◆ SHORT PROBLEM 1
Rewrite the listing below, putting "vehicle roof" wherever "car roof" appears and changing nothing else. Omit the pictures from your version.

◆ SOURCE

The PEW Trust and BNT were both driving forces behind creating the Bahamas Shark Sanctuary and both support the Shark Lab. PEW just held an important shark meeting at the Big Game Club, because of the Shark Lab's role here in Bimini. It involved other Caribbean nation governments in the initial stages of a push to widen the protection of sharks from the Bahamas to a larger Caribbean wide area. International agreements like CITES, which we all hailed as a success with their recent additions, including hammerheads, rely heavily on scientific information and stock assessments. Without this information species listings are doomed to fail. It would be nice to see more people like you support the research efforts, especially in this case as you are diving in an established research site. I understand that the tags are often unsightly and I can respect that as an amateur underwater enthusiast myself, but there are bigger issues out there then your own personal images. I have no issue photoshopping out tags (and sometimes I do) so I would think someone of your reputation would be vastly better than I.

Jane said...

.The Bimini Sharklab also offers tours to the public and not only give an overview of the 25 years of research they have been doing along with answering any of your questions, but also gives a hammerhead research lecture to the diving tourists who are interested. It's obvious that in the past few years, Great Hammerhead diving in Bimini has become a major attraction. It is important to both the sharks and the islands of Bimini that tourists support local businesses from travel, to lodging, to food, to diving. You see, if tourists coming to do hammerhead dives use a Florida operated dive charter and either never or barely set foot on Bimini, then the island has no way of showing the Bahamian government that this tourism is vital to their economy. Better yet, if there is no link of tourists travelling to Bimini to dive, especially for the sharks, the Bahamian government has no incentive to protect these sharks or this tourism, so in the end everyone would lose out. I have been to Bimini on several occasions and not once have I felt threatened and I would even go as far as saying you are better off walking down the streets of Bimini by yourself than any other major city in the United States. It's hard enough for scientists these days to jump through the hoops of permits, funding, etc. without the added burden of the public interfering with their research. It is also hard enough for the small developing island of Bimini to get a steady income from tourists without Florida businesses coming in, providing competition and taking away from locals' means of making a living. It is imperative that we support the science and the locals because, as you can hopefully now see, the end result should be something that is adding to the longevity of marine ecosystems, the sharks that inhabit them, and the tourism that revolves around them. I think it is also important to remember that if it wasn't for science, or the tagging of sharks we wouldn't know anything about these creatures, their migration, behavior, habitats, importance in the ecosystem, etc. so the shark diving community would be highly lacking without the scientific evidence that supports your hobby.

◆ SHORT PROBLEM 2
According to the Bimini shark comments, how many years of research does the Bimini Sharklab's public tour give an overview of?

◆ INPUT FOR THIS TASK

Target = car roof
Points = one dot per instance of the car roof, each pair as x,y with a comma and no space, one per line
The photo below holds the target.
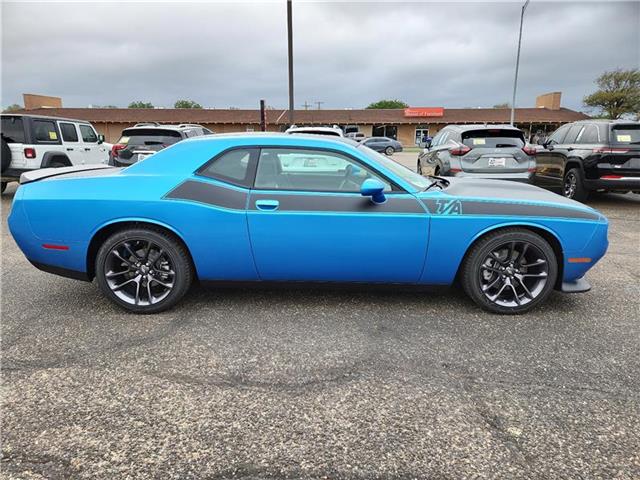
255,138
483,126
151,125
44,117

◆ WRITTEN ANSWER 1
Target = vehicle roof
Points = one dot per instance of the vehicle roof, each pair as x,y with a comma and no space, one per line
The photo below holds the target.
255,138
483,126
151,125
44,117

◆ WRITTEN ANSWER 2
25 years